Vectorizing the Club: How I built a RAG-based Knowledge Base for KIT SC eSports

April 9, 2026 – Permalink

For years, KIT SC eSports faced a classic organizational nightmare: knowledge fragmentation. How do we get the right information to the right people exactly when they need it?

Our “data stack” was essentially a graveyard of good intentions. We had an ancient Facebook Group, hundreds of Google Drive folders, aged Dropbox shares, a self-hosted cloud, and a long-abandoned MediaWiki. Meeting protocols spanning a decade were scattered everywhere, burying decisions, arguments, and club history. Finding the “most recent” decision on a topic from 2021 was practically impossible.

Over the last year, my primary goal as Chairman was simple but massive:

It should be as easy and attractive as possible to take over responsibility in our club.

To do that, we needed to democratize our data.

The Base: Docmost & Discord integration

I envisioned a central hub that connected all the dots—easy to update, preserving historical context, and effortlessly accessible.

That’s when I found Docmost. It’s an open-source wiki with a Notion-like feel, Markdown support and native integrations. Best of all: It’s built on Nest.js and TypeScript. Since that’s my preferred stack, extending the software to our specific needs felt like a no-brainer to me.

Provided material
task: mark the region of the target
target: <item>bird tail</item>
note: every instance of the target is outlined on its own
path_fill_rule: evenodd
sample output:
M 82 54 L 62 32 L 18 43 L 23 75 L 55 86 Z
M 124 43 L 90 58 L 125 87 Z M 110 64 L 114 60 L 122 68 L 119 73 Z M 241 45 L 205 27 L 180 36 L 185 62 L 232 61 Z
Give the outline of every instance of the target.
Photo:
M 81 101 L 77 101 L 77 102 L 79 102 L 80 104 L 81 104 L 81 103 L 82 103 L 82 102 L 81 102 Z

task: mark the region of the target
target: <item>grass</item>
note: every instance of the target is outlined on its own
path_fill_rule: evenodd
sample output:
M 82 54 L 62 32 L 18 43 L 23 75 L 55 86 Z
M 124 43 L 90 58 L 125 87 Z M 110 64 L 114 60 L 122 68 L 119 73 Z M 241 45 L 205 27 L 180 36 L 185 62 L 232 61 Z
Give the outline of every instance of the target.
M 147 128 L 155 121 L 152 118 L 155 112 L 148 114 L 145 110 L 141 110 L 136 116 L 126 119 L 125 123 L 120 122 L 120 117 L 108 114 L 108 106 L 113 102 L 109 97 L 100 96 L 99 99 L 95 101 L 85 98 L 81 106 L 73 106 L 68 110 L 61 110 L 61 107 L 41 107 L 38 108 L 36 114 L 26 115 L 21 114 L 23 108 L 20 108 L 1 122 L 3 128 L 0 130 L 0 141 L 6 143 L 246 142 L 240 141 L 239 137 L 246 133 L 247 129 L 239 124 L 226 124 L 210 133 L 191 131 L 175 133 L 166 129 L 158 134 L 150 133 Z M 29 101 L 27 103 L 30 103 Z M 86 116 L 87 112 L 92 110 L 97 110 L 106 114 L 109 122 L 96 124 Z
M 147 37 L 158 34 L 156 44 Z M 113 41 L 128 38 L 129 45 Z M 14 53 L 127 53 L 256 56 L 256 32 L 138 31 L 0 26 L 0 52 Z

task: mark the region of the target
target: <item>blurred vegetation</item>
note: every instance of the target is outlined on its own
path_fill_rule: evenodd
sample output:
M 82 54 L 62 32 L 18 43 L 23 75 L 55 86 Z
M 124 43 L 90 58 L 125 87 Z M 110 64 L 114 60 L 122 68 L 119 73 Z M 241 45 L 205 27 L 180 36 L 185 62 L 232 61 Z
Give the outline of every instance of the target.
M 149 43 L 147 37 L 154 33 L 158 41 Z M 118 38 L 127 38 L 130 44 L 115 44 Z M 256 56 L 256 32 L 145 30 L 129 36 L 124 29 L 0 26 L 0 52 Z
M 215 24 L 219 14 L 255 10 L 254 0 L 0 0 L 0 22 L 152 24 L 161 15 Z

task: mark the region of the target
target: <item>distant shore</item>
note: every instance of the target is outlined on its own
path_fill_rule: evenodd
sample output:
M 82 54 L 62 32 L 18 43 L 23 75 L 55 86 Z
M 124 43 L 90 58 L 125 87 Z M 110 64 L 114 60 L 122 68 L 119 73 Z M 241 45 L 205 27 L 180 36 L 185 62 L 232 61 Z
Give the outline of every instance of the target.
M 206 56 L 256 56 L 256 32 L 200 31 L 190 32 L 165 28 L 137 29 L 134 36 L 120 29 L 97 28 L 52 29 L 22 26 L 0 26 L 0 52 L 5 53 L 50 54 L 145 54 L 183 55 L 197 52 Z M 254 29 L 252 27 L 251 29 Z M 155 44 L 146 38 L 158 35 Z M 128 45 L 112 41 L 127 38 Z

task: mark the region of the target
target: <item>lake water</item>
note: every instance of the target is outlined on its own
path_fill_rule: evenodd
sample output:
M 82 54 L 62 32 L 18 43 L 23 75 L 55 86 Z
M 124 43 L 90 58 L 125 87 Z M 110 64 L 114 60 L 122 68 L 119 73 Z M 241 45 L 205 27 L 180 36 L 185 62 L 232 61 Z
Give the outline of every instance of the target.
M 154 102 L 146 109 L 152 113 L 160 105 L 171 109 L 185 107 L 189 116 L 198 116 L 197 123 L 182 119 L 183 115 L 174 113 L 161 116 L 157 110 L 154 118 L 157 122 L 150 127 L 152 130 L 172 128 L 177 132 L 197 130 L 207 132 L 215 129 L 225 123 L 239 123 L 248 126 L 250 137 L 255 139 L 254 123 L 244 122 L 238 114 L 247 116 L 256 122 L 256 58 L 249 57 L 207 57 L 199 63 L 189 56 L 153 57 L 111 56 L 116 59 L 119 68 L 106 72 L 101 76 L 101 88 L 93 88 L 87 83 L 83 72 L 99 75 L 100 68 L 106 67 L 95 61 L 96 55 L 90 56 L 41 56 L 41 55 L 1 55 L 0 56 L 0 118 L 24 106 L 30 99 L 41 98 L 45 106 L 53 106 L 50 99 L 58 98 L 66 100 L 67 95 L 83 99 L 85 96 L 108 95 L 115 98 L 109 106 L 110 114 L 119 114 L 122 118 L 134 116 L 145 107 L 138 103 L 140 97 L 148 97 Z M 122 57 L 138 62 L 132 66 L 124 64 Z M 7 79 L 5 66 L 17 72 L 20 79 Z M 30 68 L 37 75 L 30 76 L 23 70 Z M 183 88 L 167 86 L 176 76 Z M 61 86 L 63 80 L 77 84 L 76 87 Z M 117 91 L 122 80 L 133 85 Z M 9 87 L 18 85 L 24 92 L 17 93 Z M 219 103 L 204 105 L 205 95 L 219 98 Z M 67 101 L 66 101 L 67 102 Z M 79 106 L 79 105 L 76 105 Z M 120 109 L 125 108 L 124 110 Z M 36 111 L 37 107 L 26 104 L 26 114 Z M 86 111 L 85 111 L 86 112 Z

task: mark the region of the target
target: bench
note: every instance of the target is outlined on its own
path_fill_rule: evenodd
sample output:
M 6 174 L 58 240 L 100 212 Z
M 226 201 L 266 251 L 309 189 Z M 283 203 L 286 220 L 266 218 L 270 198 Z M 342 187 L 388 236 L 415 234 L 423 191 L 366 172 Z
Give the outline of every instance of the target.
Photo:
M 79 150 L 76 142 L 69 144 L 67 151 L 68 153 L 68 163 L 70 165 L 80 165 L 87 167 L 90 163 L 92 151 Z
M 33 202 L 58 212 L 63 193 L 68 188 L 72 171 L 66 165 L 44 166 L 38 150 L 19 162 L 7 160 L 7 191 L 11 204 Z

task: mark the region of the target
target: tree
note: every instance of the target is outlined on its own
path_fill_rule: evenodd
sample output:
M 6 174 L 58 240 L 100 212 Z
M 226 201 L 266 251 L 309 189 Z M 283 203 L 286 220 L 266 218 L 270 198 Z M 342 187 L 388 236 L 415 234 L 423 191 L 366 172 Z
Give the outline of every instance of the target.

Exercises to complete
a) Answer these about the post on the KIT SC eSports knowledge base:
(i) Which wiki software had the club long abandoned?
(ii) What position did the writer hold over the last year?
(iii) What framework and language is Docmost built on?
b) Resume the post on the KIT SC eSports knowledge base, carrying on from its final sentence.

Response list
a)
(i) MediaWiki
(ii) Chairman
(iii) Nest.js and TypeScript

b)
The first hurdle was onboarding. We don’t manage standard “user accounts” or passwords for our members, but virtually everyone is on Discord. Using discord.js (an awesome library), I built an auth flow in a few hours. Members now log into the wiki via Discord, automatically inheriting the correct access permissions based on their server roles.

The Search: Making RAG Work for Us

A standard wiki is great for structured navigation, but club members don’t search like computers. They ask human questions:

What did we decide last time on the budget for our Summer Event?
What’s the current process for getting travel expenses reimbursed?
Who played in the 2021 UEM League of Legends team?

This is where current LLM-based AI truly shines. Our Markdown-based documents were the perfect foundation for a semantic search using Retrieval-Augmented Generation (RAG) – and a ridiculously fun side project for a few evenings.

Chunking and Embedding

Leveraging Docmost’s event-driven architecture, it’s trivial to detect when a document changes. I wrote a mechanism to extract context-aware blocks of text, splitting documents based on heading levels and empty paragraphs. This aligns perfectly with the format of our meeting protocols.

Each block, sub-block, and individual sentence (meeting a minimum length) is then vectorized using a locally hosted Ollama BGE-M3 model.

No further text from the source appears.